▸ 正文:

# # #

2. 包装Runnable 为 Callable
   传入Runnable的构造方法，实际上也是在使用Callable的特性 – 提供返回值

	public static <T> Callable<T> callable(Runnable task, T result) {
        if (task == null)
            throw new NullPointerException();
        return new RunnableAdapter<T>(task, result);
    }
	
	static final class RunnableAdapter<T> implements Callable<T> {
        final Runnable task;
        final T result;
        RunnableAdapter(Runnable task, T result) {
            this.task = task;
            this.result = result;
        }
        public T call() {
            task.run();
            return result;
        }
    }

3. executorService.submit() 返回值是 Future<> ，运行时生成的是FutureTask的对象

3.2 使用FutureTask + Runnable 实现等待多个线程，并获取线程返回值

    public static void main(String[] args) throws ExecutionException, InterruptedException {
        ExecutorService executorService = Executors.newSingleThreadExecutor();
        Runnable runnable = new Runnable() {
            @Override
            public void run() {
                log.info(" ");
            }
        };
		// 可以使用链表优化，下一个例子优化
        Stack<Future> stack = new Stack<>();
        StringBuilder sb = new StringBuilder();
        for (int i = 0; i < 10; i++) {
            Future<String> result = executorService.submit(runnable, "this result only instanceof String");
            stack.push(result);
        }

        while (!stack.isEmpty()) {
            String result = (String) stack.pop().get();
            sb.append(result);
        }

        log.info(sb.toString());
        log.info("main thread is done");
        executorService.shutdown();
    }

• 缺陷
  Runnable使用executorService.sumbit() 需要指定一个字符串类型的返回值
  Runnable只能处理String类型的返回值，并且是统一处理，所有线程的返回值都在线程池接收时写死
  需要用Callable 来解决这个返回值扩展的问题

FutureTask.get() 阻塞得等待目标线程拿到返回值，拿到返回值的同时，线程执行完毕

3.3 使用FutureTask + Callable实现等待多个线程，并获取线程返回值

    public static void main(String[] args) throws ExecutionException, InterruptedException {
        ExecutorService executorService = Executors.newCachedThreadPool();
        Callable<String> callable = new Callable<String>() {
            @Override
            public String call() throws Exception {
                log.info("callable is executing");
                return "result N ";
            }
        };

        LinkedList<Future> list = new LinkedList<>();
        StringBuilder sb = new StringBuilder();
        for (int i = 0; i < 10; i++) {
            Future<String> result = executorService.submit(callable);
            list.addLast(result);
        }
        while (list.size() != 0) {
            String o = (String) list.removeFirst().get();
            sb.append(o);
        }
        log.info("result :{}", sb);

        log.info("main thread is done");
        executorService.shutdown();
    }

# # #

(数据集中的记录)

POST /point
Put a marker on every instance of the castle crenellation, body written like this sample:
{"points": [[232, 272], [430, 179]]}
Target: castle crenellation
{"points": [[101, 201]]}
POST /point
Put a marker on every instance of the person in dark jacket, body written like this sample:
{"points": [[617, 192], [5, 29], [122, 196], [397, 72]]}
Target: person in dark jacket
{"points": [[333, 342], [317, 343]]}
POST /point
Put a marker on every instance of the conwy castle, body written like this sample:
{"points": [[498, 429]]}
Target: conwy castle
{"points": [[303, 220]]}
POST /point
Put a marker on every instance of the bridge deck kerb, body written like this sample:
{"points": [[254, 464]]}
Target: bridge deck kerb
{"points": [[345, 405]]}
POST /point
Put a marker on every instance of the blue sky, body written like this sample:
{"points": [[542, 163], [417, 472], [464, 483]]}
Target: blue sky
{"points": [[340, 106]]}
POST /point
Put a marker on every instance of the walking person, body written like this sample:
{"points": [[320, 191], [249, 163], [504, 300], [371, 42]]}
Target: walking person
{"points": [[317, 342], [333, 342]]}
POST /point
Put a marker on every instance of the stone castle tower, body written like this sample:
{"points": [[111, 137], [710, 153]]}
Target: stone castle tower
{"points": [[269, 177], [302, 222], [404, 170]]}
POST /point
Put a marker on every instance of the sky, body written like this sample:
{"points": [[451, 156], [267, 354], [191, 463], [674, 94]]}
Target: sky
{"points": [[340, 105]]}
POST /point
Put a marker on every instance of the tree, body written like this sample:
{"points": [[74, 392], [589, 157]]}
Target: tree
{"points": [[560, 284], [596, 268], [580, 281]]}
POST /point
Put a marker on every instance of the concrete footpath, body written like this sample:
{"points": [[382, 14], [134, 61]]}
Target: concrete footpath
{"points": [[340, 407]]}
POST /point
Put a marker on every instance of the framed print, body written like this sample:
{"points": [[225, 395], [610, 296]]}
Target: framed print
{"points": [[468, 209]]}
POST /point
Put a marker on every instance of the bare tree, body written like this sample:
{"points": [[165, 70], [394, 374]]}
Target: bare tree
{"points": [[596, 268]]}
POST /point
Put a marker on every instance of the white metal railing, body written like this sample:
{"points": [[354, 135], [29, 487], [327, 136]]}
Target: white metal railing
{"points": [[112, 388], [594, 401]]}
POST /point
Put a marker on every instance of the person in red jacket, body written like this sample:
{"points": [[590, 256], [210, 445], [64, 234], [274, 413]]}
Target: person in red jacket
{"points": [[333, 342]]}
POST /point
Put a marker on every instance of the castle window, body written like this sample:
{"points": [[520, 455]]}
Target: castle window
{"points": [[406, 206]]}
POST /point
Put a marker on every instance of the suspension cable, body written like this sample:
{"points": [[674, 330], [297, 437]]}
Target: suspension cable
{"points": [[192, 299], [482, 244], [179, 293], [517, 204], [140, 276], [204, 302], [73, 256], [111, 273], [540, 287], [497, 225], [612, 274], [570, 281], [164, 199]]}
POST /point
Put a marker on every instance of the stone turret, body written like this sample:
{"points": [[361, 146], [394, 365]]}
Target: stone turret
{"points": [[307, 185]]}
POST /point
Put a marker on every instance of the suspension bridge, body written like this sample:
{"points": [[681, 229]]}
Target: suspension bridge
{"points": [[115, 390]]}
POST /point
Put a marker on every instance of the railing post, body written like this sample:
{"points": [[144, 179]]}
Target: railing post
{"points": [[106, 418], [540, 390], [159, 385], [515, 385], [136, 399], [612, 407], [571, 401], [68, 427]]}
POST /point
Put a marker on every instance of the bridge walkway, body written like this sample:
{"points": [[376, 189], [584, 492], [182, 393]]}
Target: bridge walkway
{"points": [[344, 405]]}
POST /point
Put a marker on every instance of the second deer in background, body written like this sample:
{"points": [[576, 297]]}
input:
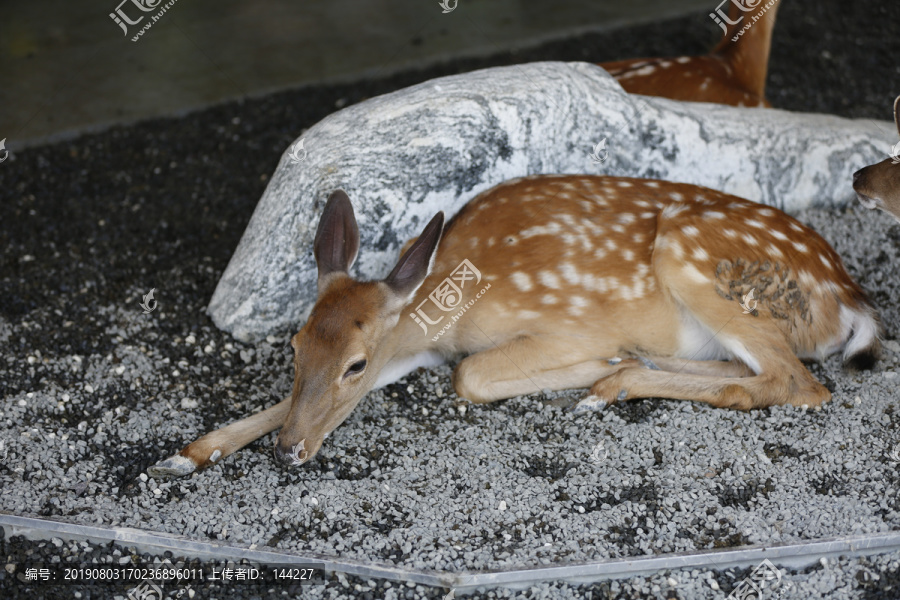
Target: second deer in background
{"points": [[878, 185], [733, 73]]}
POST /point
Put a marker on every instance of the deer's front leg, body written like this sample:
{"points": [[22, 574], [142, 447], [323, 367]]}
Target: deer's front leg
{"points": [[218, 444], [530, 364]]}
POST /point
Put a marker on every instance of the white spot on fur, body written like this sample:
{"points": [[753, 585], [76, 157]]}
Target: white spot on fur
{"points": [[549, 279], [522, 281], [569, 273], [691, 272]]}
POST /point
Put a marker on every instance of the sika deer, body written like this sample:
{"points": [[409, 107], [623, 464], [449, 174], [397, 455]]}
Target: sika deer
{"points": [[630, 287], [878, 186], [733, 73]]}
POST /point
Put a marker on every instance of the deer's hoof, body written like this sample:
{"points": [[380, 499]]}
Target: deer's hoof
{"points": [[590, 403], [174, 466]]}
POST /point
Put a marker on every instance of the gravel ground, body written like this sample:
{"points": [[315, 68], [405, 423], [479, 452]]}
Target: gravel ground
{"points": [[94, 391]]}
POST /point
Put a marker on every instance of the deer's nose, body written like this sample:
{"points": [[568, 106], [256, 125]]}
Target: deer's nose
{"points": [[292, 455]]}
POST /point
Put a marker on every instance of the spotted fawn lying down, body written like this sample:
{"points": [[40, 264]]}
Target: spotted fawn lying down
{"points": [[633, 288]]}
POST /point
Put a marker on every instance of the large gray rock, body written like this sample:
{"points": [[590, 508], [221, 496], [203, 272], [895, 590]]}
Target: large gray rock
{"points": [[404, 156]]}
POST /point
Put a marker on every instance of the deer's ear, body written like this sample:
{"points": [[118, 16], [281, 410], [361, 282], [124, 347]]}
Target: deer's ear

# # #

▸ 书面练习 1: 正文的“缺陷”部分说，Runnable 只能处理哪种类型的返回值？
▸ 书面练习 2: 从上方的行里摘出所有含有字符串“footpath”的行。

▸ 书面作答 1: String 类型的返回值。

▸ 书面作答 2:
Put a marker on every instance of the concrete footpath, body written like this sample:
Target: concrete footpath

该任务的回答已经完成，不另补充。